▶ [YOUR TASK]: In the MCL-524 summary, how long is the toxicology study in rats planned under aim 1?

Summary
The therapeutic window for treatment of schizophrenia (SZ) with antipsychotics is limited. Excessive dosage
of antipsychotics may lead to dopamine supersensitivity psychosis (DSP), a condition when dopamine D2high
receptors (the active form of the D2 receptor) are upregulated in the mesolimbic system, in turn causing a
need to escalate antipsychotics dose to alleviate the symptoms. To avoid DSP, it is necessary to closely
monitor the changes in D2high. This can be accomplished using a specific D2high receptor agonist, visualized
through positron emission tomography (PET). We have synthesized MCL-524, a highly selective D2 agonist
which is characterized by sub-nanomolar binding affinity to D2high, minimal affinity to other D2-like receptors
or to other dopamine or non-dopamine receptor families, good metabolic stability, and good permeation
through the blood brain barrier. Preliminary data in rats indicate a good ADME profile, with high binding in
the D2-rich striatum, and low binding in other brain regions and peripheral organs. This ligand must be
rigorously and reproducibly characterized before it can be tested in humans. In aim 1, we will complete
preclinical experiments to ensure safety and reliability of MCL-524, including broad off-target binding, ADME
evaluation, and a 14-day toxicology study in rats. In aim 2, we will evaluate the test-retest variability and
biodistribution of [18F]MCL-524 in rhesus monkeys to increase rigor and reproducibility for clinical studies. In
aim 3, we will test in vivo selectivity of [18F]MCL-524 using specific antagonist for D2 (benperidol) and D3
(SB277011A) in PET imaging studies: first we will use micro-PET to assess binding and specificity of
[18F]MCL-524 in the presence and absence of benperidol or SB277011A in control and amphetamine
sensitized rats, an established model of up-regulated D2high receptors, in vivo. In a second approach, we will
test [18F]MCL-524 in analogous blocking studies in non-human primates (macaque monkeys) which are
physiologically closer to humans than rodents, using PET. In aim 4, we will perform studies to support an
investigational New Drug (IND) application, namely GMP synthesis and formulation in the CMC (chemistry,
manufacturing, and control) program to ensure a reproducible and validated method of radiolabeling and
dosage administration. Antipsychotics are the primary means of illness management in SZ, and a better
understanding of the etiology of DSP will allow us to avoid it in patients, improving their overall outcome. The
overarching goal is to develop MCL-524 as a PET radiotracer and a predictive biomarker of dopaminergic
treatment responses in SZ, to minimize the incidence of DSP. Ultimately, this tool will improve patient`s lives
and reduce the socioeconomic burden associated with schizophrenia.

▶ [RECORD EXCERPTS]:
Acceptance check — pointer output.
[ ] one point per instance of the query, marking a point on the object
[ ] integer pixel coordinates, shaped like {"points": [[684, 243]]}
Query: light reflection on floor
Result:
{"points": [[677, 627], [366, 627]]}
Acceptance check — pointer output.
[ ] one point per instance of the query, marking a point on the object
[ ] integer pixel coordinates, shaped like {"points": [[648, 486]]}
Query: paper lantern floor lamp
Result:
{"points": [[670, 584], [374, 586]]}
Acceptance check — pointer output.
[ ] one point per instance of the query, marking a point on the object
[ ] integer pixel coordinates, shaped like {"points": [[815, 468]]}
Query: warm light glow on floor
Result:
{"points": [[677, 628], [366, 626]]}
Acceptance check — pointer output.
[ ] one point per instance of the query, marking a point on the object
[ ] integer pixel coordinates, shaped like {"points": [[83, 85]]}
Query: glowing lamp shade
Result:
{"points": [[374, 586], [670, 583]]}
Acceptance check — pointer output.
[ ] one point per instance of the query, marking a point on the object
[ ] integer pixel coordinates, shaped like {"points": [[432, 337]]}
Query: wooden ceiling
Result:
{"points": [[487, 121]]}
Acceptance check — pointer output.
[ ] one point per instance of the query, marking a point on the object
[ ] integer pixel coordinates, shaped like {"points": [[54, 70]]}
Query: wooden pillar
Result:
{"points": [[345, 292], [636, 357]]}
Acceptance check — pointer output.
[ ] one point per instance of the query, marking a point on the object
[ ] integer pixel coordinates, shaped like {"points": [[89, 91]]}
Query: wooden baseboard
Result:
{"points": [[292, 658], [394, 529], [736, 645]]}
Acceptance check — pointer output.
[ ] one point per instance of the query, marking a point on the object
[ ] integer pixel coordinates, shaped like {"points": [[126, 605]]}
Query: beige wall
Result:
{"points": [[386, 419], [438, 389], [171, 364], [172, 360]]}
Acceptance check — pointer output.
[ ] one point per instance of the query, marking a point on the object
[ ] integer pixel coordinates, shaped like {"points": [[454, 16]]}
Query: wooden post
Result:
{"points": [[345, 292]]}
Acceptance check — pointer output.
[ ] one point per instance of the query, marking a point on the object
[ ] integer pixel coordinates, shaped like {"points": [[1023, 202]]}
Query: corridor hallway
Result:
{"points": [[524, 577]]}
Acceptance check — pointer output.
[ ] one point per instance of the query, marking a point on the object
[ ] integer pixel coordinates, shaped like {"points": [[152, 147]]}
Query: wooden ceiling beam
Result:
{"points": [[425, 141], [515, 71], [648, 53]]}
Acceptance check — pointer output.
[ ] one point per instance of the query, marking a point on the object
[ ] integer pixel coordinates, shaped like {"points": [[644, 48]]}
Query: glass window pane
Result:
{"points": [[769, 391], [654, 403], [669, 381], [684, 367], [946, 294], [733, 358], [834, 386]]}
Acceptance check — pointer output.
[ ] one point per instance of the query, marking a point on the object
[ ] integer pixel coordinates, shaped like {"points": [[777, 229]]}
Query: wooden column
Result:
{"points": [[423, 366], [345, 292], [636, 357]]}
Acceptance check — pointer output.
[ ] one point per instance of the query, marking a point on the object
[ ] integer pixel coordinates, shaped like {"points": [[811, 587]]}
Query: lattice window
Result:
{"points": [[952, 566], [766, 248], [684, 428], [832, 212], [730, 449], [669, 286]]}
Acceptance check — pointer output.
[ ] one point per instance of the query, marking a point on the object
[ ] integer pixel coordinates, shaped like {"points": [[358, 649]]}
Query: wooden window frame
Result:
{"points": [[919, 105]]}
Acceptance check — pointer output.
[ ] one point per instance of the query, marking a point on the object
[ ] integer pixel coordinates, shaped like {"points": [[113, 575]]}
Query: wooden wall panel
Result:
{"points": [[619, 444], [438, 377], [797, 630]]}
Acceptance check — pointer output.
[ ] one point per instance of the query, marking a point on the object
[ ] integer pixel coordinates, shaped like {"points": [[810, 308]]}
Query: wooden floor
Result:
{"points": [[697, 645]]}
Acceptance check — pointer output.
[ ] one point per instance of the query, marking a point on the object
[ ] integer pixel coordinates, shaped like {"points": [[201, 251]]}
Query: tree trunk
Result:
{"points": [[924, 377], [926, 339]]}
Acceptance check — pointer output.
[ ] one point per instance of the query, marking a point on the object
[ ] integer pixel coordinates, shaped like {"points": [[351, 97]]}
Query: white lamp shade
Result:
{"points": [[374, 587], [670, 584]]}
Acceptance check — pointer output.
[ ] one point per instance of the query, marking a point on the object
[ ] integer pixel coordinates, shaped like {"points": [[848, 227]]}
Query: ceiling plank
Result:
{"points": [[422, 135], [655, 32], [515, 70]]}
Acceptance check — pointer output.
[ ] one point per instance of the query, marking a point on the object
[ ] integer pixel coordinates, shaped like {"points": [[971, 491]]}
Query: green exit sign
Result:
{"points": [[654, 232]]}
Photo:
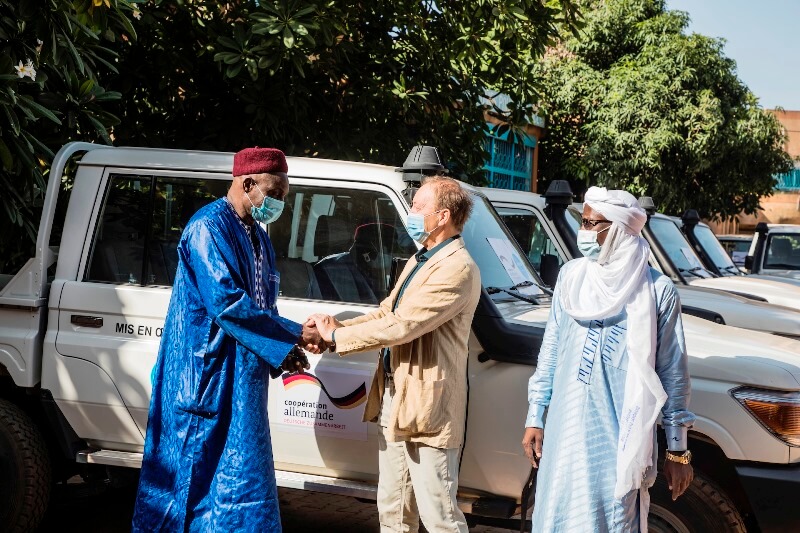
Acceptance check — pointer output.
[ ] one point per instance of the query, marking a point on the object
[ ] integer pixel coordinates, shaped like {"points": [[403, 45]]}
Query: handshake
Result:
{"points": [[317, 336]]}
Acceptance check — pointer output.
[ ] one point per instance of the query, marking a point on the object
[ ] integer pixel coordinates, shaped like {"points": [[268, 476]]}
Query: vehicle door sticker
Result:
{"points": [[325, 400], [589, 349]]}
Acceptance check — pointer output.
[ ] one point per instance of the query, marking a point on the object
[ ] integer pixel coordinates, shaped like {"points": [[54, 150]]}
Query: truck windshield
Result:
{"points": [[499, 258], [677, 247], [715, 251], [783, 251]]}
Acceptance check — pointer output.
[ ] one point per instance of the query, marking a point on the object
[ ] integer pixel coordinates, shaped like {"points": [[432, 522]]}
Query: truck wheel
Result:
{"points": [[703, 507], [25, 475]]}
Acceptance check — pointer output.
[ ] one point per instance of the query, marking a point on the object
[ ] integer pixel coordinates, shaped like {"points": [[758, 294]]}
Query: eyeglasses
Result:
{"points": [[590, 223]]}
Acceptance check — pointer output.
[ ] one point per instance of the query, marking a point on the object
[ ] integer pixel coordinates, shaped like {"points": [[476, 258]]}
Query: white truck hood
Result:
{"points": [[790, 274], [725, 353], [743, 312], [774, 292]]}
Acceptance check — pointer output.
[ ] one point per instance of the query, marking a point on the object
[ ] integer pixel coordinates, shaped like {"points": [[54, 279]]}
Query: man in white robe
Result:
{"points": [[613, 357]]}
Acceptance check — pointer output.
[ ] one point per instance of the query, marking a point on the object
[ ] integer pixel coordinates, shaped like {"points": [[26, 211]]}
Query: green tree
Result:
{"points": [[54, 55], [638, 104], [362, 81]]}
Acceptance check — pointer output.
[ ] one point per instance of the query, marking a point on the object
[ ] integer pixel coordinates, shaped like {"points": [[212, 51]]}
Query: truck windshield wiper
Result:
{"points": [[528, 283], [512, 291], [732, 269]]}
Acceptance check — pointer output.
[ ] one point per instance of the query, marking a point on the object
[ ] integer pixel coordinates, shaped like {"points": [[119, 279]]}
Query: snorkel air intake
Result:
{"points": [[421, 161]]}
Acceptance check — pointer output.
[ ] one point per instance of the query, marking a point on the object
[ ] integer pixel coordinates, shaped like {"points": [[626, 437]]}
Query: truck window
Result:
{"points": [[337, 244], [530, 234], [676, 246], [118, 247], [783, 251], [141, 221]]}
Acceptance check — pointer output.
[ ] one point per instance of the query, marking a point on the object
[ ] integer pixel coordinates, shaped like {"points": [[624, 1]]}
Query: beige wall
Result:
{"points": [[781, 207]]}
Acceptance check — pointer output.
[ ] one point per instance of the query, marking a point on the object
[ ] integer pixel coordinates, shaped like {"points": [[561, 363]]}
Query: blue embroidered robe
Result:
{"points": [[208, 457]]}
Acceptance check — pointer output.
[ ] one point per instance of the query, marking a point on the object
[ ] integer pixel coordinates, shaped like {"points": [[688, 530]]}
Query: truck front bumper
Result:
{"points": [[773, 493]]}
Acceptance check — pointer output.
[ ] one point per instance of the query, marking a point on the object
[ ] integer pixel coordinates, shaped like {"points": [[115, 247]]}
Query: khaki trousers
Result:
{"points": [[417, 481]]}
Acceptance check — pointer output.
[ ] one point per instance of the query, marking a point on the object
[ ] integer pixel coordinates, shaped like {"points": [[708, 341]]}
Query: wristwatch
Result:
{"points": [[680, 457]]}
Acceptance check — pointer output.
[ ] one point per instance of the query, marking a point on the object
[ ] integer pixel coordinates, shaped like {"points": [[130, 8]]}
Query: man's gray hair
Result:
{"points": [[451, 195]]}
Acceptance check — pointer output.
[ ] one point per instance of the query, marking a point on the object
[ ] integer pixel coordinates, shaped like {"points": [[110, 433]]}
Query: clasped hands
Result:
{"points": [[317, 336]]}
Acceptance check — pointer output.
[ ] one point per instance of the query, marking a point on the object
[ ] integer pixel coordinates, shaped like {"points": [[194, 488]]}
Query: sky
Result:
{"points": [[761, 37]]}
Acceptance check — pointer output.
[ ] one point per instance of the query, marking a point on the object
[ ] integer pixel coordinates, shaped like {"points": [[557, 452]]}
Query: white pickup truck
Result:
{"points": [[80, 326], [524, 214]]}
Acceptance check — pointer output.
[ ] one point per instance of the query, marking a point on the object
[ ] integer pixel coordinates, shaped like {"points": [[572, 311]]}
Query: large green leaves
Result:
{"points": [[66, 48], [637, 103]]}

▶ [SOLUTION]: 14 days.